* [Exercise task]
Output each of the following lines verbatim, in order, omitting the pictures.

* [Material for this exercise]
■ ■ ■ ■ ■
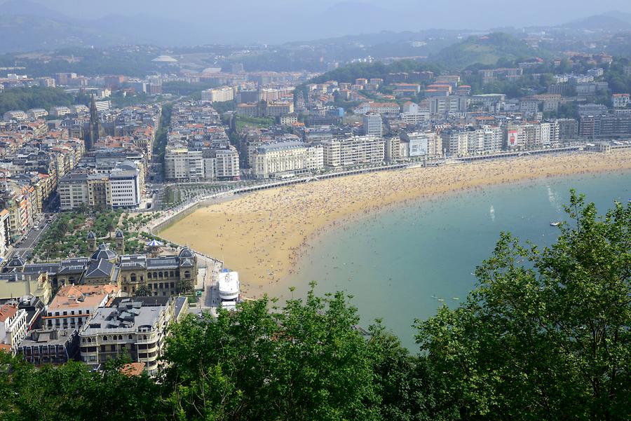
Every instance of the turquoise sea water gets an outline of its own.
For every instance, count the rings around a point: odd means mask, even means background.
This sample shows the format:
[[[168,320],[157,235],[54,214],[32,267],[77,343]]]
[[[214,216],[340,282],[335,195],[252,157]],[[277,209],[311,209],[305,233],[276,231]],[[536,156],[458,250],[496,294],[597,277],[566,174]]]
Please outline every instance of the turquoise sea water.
■ ■ ■ ■ ■
* [Solution to this problem]
Every instance of the turquoise sea water gets an outline of its own.
For every instance, count the rings around a point: odd means mask, even means background.
This sample shows the format:
[[[168,320],[157,235],[54,214],[32,267],[77,343]]]
[[[214,216],[340,282],[335,195],[252,157]],[[277,209],[311,209],[305,233],[276,231]],[[536,156],[458,250],[496,294],[597,277],[566,174]]]
Please outline every instance of the turquoise sea water.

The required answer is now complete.